Given exercise A:
Pull out each line of the rows below that contains the string "whiskey", and list those lines.

Makes sense. My concern is addressed. I am yet to be convinced that the variant bit change is necessary because the simplicity that will be achieved sounds trivial to me, but let's see how others think. Thank you for your clear explanation.

fabiolimace commented 2 years ago

How about defining parallel versions in two variants: v7, v8 and E7, E8? Is it an overkill?

In v7 and v8, the version bits are kept in the same position as in the 10xx variant. These versions can be used by those who are conservative.

In E7 and E8, the version bits are placed side by side with the new 1110 variant bits.

The 48-bit timestamp fits both v7 and E7.

E7 and E8 can be expanded up to 64 bytes.

+--------+--------+------------------+
|     VERSION     |                  |
+--------+--------|   DESCRIPTION    |
|  10xx  |  1110  |                  |
+--------+--------+------------------+
|   v1   |   --   |  Time-based      |
|   v2   |   --   |  DCE-security    |
|   v3   |   --   |  Name-based MD5  |
|   v4   |   --   |  Random-based    |
|   v5   |   --   |  Name-based SHA1 |
|   v6   |   --   |  Time-ordered    |
|   v7   |   E7   |  K-sorted        |
|   v8   |   E8   |  Custom          |
+--------+--------+------------------+

v7:   |....time....|M...N...............|

E7:   |....time....|....NM..............|  (...)  ..............................|

v8:   |.............M...N...............|

E8:   |.................NM..............|  (...)  ..............................|

This comment is similar to @kyzer-davis original proposal for Draft 2 :)

EDIT: added "E7 and E8 can be expanded up to 64 bytes".

broofa commented 2 years ago

any future spec may specify that if they want to use 111 the next bit should be set to 1 making 1111 (F)

@kyzer-davis this was the missing piece for me. Future-standards have to have a way of distinguishing themselves from existing standards.

Re: How about defining parallel versions in two variants

This is a classic "worst of two worlds" solution, IMHO. Pick one or the other... but let's please not be wishy-washy about how implementors indicate and detect versions. It will just lead to yet more confusion.

Given exercise B:
In the thread on version and variant bits, translate this sentence into Spanish: "Future-standards have to have a way of distinguishing themselves from existing standards."

Named-object pointing records:
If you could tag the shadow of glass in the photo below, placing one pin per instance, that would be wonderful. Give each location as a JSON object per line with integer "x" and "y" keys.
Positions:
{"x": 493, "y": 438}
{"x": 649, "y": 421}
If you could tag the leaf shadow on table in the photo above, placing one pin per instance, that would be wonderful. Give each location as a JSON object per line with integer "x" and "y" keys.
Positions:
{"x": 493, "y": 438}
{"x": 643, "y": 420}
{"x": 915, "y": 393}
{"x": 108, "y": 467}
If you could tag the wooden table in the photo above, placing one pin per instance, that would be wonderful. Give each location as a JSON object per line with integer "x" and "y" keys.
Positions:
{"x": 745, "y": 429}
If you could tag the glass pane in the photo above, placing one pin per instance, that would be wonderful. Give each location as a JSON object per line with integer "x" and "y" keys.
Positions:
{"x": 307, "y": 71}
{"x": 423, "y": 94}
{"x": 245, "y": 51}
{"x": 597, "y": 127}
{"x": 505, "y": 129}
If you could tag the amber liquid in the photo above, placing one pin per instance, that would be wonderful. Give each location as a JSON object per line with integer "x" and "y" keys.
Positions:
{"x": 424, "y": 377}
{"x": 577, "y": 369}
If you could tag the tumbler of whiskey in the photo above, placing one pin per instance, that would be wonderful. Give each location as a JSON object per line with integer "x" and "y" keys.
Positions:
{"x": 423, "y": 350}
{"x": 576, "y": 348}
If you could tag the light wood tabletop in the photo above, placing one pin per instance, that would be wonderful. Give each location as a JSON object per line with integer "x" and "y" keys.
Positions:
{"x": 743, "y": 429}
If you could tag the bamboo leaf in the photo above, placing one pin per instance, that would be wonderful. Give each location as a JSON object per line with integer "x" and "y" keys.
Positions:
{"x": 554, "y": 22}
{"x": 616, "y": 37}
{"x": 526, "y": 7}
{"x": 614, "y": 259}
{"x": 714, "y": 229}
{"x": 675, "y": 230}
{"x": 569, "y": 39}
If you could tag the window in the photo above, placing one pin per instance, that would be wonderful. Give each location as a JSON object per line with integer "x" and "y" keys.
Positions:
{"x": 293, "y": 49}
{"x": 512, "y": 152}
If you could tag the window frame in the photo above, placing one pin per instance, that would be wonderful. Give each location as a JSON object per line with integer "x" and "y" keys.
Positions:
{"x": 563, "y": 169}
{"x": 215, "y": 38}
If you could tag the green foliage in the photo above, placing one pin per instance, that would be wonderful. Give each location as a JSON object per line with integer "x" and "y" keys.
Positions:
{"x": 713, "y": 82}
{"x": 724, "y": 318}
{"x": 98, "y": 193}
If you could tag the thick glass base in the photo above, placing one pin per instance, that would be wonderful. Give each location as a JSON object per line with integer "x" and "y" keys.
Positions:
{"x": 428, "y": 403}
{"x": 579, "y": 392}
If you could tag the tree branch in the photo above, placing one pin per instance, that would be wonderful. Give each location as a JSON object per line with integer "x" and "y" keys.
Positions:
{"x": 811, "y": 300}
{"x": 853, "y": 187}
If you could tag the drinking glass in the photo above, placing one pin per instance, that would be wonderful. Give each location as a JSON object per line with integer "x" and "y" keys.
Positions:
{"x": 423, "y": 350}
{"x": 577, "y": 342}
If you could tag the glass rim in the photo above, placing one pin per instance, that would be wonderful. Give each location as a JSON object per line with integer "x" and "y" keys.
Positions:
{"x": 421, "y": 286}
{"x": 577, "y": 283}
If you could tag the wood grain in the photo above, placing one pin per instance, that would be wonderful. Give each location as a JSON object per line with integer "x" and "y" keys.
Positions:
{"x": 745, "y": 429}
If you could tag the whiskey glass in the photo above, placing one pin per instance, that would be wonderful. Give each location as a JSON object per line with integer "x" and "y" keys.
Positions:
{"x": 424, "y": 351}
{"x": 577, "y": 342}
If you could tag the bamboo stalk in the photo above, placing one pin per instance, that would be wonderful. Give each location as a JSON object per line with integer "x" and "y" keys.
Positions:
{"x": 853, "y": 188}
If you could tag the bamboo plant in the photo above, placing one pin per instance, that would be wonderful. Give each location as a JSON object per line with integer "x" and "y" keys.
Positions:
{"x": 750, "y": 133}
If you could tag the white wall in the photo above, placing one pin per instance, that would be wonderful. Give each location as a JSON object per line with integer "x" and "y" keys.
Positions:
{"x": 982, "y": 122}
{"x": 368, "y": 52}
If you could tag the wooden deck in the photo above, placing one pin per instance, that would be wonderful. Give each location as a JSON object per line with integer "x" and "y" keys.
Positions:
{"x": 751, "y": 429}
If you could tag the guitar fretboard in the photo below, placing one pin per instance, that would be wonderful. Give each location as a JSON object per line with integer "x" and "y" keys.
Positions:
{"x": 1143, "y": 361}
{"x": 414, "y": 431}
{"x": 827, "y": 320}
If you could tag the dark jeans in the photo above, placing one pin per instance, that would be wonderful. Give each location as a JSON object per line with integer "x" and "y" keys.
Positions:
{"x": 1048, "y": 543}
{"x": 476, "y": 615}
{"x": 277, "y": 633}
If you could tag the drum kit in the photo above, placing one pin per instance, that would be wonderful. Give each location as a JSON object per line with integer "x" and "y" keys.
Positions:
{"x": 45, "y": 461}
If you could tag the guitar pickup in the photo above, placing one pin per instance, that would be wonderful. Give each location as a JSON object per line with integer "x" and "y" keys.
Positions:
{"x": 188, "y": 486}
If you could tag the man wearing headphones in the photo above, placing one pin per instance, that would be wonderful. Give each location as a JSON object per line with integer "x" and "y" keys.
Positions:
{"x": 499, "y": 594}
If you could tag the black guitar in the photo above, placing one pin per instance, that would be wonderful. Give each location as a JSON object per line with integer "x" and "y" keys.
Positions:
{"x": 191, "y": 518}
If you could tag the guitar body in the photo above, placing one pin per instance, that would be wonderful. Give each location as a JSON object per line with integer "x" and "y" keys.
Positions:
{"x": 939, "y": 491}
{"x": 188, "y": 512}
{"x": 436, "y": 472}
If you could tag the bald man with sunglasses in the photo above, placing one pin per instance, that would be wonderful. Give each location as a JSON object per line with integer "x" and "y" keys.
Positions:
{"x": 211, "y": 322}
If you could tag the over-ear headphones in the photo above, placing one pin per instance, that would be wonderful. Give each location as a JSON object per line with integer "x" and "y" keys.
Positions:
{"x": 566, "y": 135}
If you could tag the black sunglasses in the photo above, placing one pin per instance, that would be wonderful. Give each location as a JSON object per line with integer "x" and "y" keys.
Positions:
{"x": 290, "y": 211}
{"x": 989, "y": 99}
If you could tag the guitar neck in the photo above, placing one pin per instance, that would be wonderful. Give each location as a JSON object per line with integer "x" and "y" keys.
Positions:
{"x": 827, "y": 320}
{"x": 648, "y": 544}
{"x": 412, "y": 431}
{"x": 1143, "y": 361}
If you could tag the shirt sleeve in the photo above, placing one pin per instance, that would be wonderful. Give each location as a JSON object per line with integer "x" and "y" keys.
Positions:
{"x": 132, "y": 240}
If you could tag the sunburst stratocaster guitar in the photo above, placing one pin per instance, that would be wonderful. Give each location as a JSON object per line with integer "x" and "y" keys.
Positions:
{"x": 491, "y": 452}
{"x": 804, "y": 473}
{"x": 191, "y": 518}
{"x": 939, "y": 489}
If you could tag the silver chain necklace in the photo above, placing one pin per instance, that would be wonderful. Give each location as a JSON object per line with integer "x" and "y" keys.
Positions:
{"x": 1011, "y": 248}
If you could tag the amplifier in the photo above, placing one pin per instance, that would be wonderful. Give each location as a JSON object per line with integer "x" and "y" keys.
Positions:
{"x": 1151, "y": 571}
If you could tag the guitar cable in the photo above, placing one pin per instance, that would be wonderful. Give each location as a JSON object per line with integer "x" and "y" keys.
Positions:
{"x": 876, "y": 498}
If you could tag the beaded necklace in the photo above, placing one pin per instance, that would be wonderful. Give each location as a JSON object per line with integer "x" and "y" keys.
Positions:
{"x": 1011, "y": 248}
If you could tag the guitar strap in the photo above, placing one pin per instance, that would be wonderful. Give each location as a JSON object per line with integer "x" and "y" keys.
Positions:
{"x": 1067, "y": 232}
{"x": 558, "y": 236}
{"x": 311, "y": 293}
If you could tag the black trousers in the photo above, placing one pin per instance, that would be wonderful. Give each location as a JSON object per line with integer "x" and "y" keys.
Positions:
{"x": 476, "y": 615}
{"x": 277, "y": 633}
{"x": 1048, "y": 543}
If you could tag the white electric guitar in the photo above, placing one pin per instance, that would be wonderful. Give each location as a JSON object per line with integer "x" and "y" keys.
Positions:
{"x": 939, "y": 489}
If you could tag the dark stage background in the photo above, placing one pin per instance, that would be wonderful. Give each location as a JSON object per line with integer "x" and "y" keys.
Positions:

Written solution A:
If you could tag the tumbler of whiskey in the photo above, placing one pin per instance, that would be wonderful. Give each location as a JSON object per line with integer "x" and "y" keys.
If you could tag the whiskey glass in the photo above, placing one pin per instance, that would be wonderful. Give each location as a JSON object per line with integer "x" and "y" keys.

Written solution B:
Los estándares futuros deben tener una forma de distinguirse de los estándares existentes.